▶ _Exercise aim_: Would you give the listing back word for word once its pictures are removed?

***** Data excerpts *****

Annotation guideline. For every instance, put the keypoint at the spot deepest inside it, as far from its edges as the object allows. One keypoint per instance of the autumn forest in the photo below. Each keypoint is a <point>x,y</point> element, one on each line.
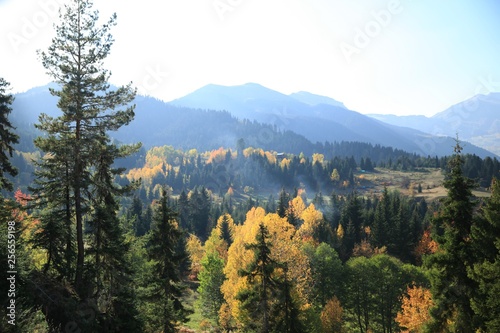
<point>101,236</point>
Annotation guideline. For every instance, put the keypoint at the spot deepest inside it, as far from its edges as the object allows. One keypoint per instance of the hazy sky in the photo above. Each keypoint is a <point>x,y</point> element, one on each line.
<point>387,56</point>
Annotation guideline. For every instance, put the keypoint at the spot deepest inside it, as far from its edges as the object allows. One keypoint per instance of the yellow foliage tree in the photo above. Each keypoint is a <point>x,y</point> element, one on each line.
<point>286,249</point>
<point>312,221</point>
<point>318,158</point>
<point>196,253</point>
<point>331,316</point>
<point>294,210</point>
<point>414,312</point>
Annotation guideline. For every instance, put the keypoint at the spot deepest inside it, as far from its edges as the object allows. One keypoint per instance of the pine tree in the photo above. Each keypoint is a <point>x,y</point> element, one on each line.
<point>166,285</point>
<point>283,202</point>
<point>89,111</point>
<point>451,286</point>
<point>486,240</point>
<point>211,277</point>
<point>267,304</point>
<point>109,273</point>
<point>7,137</point>
<point>256,300</point>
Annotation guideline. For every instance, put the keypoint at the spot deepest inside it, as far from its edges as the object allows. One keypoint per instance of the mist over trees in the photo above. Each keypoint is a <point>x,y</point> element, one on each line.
<point>111,237</point>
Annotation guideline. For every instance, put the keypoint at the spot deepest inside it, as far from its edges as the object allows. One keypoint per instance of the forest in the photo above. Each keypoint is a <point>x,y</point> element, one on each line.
<point>99,236</point>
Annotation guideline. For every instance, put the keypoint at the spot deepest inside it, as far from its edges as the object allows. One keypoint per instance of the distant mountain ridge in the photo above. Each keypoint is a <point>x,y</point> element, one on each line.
<point>476,120</point>
<point>318,118</point>
<point>265,118</point>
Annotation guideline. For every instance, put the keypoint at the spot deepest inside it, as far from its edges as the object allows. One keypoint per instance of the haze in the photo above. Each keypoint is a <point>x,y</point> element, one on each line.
<point>386,57</point>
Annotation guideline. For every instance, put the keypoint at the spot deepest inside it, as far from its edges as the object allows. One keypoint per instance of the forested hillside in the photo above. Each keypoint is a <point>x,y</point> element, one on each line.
<point>101,235</point>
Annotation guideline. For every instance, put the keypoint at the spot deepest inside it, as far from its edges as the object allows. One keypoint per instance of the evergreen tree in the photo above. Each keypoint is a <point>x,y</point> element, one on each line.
<point>486,240</point>
<point>109,272</point>
<point>264,302</point>
<point>89,111</point>
<point>166,286</point>
<point>211,278</point>
<point>451,286</point>
<point>283,202</point>
<point>7,137</point>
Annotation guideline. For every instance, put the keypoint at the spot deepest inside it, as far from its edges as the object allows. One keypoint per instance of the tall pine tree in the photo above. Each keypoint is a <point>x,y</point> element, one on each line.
<point>90,110</point>
<point>452,288</point>
<point>166,286</point>
<point>7,136</point>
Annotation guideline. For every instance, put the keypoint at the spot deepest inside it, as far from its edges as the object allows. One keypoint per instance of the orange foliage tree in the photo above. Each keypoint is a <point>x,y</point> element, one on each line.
<point>415,309</point>
<point>331,316</point>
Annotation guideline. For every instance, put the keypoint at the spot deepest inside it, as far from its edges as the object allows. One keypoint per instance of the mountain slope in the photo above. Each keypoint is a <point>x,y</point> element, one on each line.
<point>285,124</point>
<point>476,120</point>
<point>306,114</point>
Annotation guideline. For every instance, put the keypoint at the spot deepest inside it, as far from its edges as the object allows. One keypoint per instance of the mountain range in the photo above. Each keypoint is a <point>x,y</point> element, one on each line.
<point>319,118</point>
<point>215,116</point>
<point>476,120</point>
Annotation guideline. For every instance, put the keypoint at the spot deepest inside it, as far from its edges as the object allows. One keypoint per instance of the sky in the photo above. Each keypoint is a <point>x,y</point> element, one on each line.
<point>403,57</point>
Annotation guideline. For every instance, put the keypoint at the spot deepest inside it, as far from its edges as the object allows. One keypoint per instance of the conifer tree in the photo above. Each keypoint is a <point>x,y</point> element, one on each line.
<point>90,110</point>
<point>451,287</point>
<point>267,304</point>
<point>211,278</point>
<point>7,137</point>
<point>486,239</point>
<point>166,286</point>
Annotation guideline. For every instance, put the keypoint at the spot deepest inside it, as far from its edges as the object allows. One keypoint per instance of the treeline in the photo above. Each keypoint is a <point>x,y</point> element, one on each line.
<point>80,257</point>
<point>246,170</point>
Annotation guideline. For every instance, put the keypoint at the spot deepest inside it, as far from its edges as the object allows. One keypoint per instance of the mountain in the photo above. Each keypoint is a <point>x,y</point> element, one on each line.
<point>317,118</point>
<point>312,99</point>
<point>262,117</point>
<point>475,120</point>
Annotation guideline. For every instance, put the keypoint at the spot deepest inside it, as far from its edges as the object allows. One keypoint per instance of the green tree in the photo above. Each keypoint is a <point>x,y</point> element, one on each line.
<point>89,111</point>
<point>451,287</point>
<point>165,285</point>
<point>211,277</point>
<point>267,304</point>
<point>486,239</point>
<point>7,137</point>
<point>109,274</point>
<point>327,272</point>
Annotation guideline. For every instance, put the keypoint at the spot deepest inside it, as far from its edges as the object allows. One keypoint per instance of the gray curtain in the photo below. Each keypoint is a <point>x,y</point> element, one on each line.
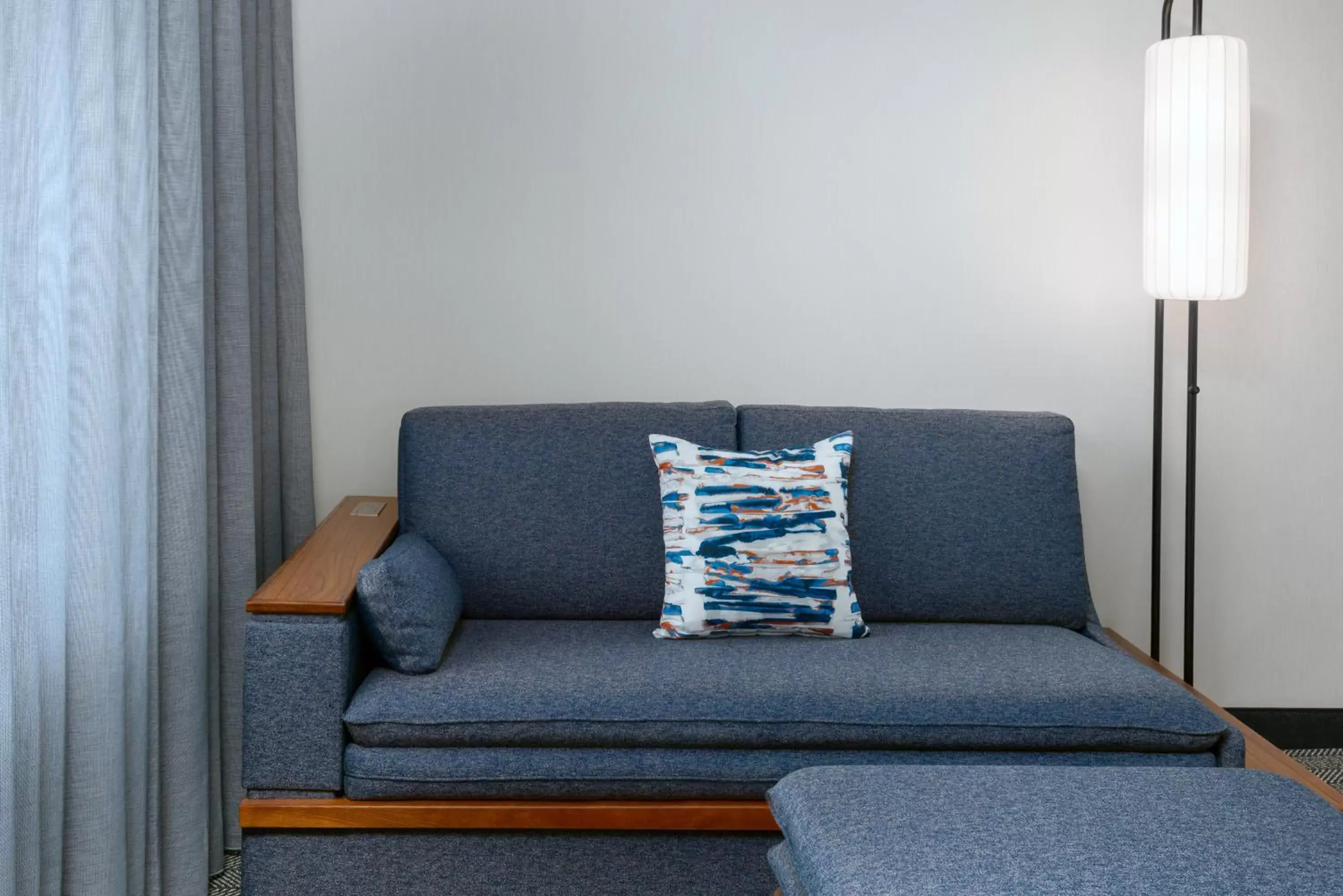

*****

▶ _The answer_:
Annotation guideline. For every instance, put the keypoint at the spot deepest inside it, as far from its edges as the object allows. One keypoint per instance of the autumn forest in the photo below. Each keypoint is a <point>x,y</point> element, one on each line.
<point>101,236</point>
Annotation guideline. For every instance, put the keypoint at the spot deepest inside it, as far from its edges as the object allows. One keypoint per instance of the hazy sky in the photo above. Each keypoint is a <point>x,y</point> element, one on each line.
<point>387,56</point>
Annotation guideline. For every instance, put the keypoint at the spot deepest inside it, as far from its edges as the object allows. One keypoint per instance of the yellow foliage tree in the photo above. Each keypoint is a <point>x,y</point> element, one on each line.
<point>286,249</point>
<point>312,221</point>
<point>318,158</point>
<point>196,253</point>
<point>331,316</point>
<point>294,210</point>
<point>414,312</point>
Annotation guideline. For every instance, put the keypoint at the spot deepest inside it, as far from its edges as the object allows. One keypoint per instance of the pine tree in the photo above. Each keypoint is a <point>x,y</point> element, one on each line.
<point>166,285</point>
<point>283,202</point>
<point>89,111</point>
<point>451,286</point>
<point>486,240</point>
<point>211,277</point>
<point>267,304</point>
<point>109,273</point>
<point>7,137</point>
<point>256,300</point>
Annotation guideline. For every instance, put the keypoint at the spot deepest inside it, as far from its edges as the object allows. One keypoint per instance of the mist over trees in the photo above. Each keypoint is a <point>x,y</point> element, one on each line.
<point>111,237</point>
Annotation guideline. For every instance, put the keypoint at the spot deepest inside it, as far from its edges as the object allows. One keypoint per instance of the forest in the photo above. Each keypoint is a <point>x,y</point> element, one on each line.
<point>99,236</point>
Annotation guideline. For every instance, put the keypoint at the spot deepest inside it, as far from its edges as the object allows. One keypoint per instance of the distant mountain ridge in the photo above. Each keypoint is a <point>x,y</point> element, one on each line.
<point>476,120</point>
<point>318,118</point>
<point>265,118</point>
Annotation guideline. For every instance, put the keypoint at the spot deepest inside it, as far from its edges as the object allows. One keypoint per instance of the haze in the photo above. Each keypoint is a <point>x,y</point> element, one on each line.
<point>386,57</point>
Annotation guideline. For every instance, put the keypoint at the spot deepest inside it, as far from its edges as the object allows. One keypoint per instance of the forested hillside in the photo above. Each keypoint is a <point>x,y</point> element, one on each line.
<point>101,235</point>
Annotation guideline. For every instance, put the keypoint at the spot deepest inside it, as far from its edges as the object allows. One keypoint per instance of the evergreen tree in the photo above. Each keypoint is a <point>x,y</point> element, one on each line.
<point>486,240</point>
<point>109,272</point>
<point>264,302</point>
<point>89,111</point>
<point>166,286</point>
<point>211,278</point>
<point>451,286</point>
<point>283,202</point>
<point>7,137</point>
Annotation guideline. For every instance, put the keypoint at the spot deepest inside it, as far from its edges as the object allows. One keypoint per instance of the tall pine tree in the photo above. Each keypoint is a <point>x,y</point> element, one on each line.
<point>90,110</point>
<point>452,288</point>
<point>166,286</point>
<point>7,136</point>
Annotation guideline. For every instance, put the keypoint at the spot deepest inside it, as far from its edges as the object allows. One keypoint per instance of the orange foliage tree in the photo above. Each keypoint is a <point>x,y</point> element, one on each line.
<point>415,309</point>
<point>331,316</point>
Annotation guideline. For every instance, put the keypoint at the spot deepest inside it, as far from its edges as the object allows. One keypoint per instance of the mountain slope in the photo above. Each keypoint is a <point>x,y</point> element, one on each line.
<point>285,124</point>
<point>476,120</point>
<point>306,114</point>
Annotation guideline. For every instance, put the keypoint at the spot deepest inside it, as far from its edges as the object allows. One keypoint per instance of the mountain range in the photo above. Each keypoint is a <point>x,y</point> element, one on each line.
<point>319,118</point>
<point>215,116</point>
<point>476,120</point>
Annotation guideline. For every instance, put the keypoint at the spot deepest inside it, as far from its edges as the object allows. One keypoint per instance of the sky in the photo above. Each keypoint is a <point>x,y</point> element, one on each line.
<point>403,57</point>
Annotation guideline. For every instance, put the keypoint at the spot deepest inside it, as far from its edges as the object allows. One keypoint per instance of the conifer tree in the photo above. Each keypoint is a <point>x,y</point> element, one on each line.
<point>90,110</point>
<point>451,287</point>
<point>267,304</point>
<point>211,278</point>
<point>7,137</point>
<point>486,239</point>
<point>166,286</point>
Annotation guideline. For every instance, put the keypoint at the spot deepest inside it, as far from its edges as the object allows. One keypoint per instance of the treeline in the photo above. Each keypoint is a <point>x,y</point> element, one on each line.
<point>80,257</point>
<point>246,170</point>
Annotation guideline. For every instance, put the keypoint at the spot deepest inside it, as far from its edges as the object allows. One keypoint per instance of the mountain in the photo above. Each keypoint is a <point>x,y</point> element, one on each line.
<point>317,118</point>
<point>312,99</point>
<point>262,117</point>
<point>475,120</point>
Annotation guideline. For every instance, put the keypoint at the spot deepest inside it, as far from its edges as the object allows. One keypoint per instance of the green tree in the photo above. Each keypoint is a <point>x,y</point> element, one on each line.
<point>89,111</point>
<point>451,287</point>
<point>165,285</point>
<point>211,277</point>
<point>267,304</point>
<point>486,239</point>
<point>7,137</point>
<point>109,274</point>
<point>327,272</point>
Annotation guideline. For every instance, put the keypoint at the spot deepest inside it, as far from its edges as the object allows. One keypoint per instance of the gray curtain in the photo below. Each keypoint is a <point>x,y</point> element, one on each line.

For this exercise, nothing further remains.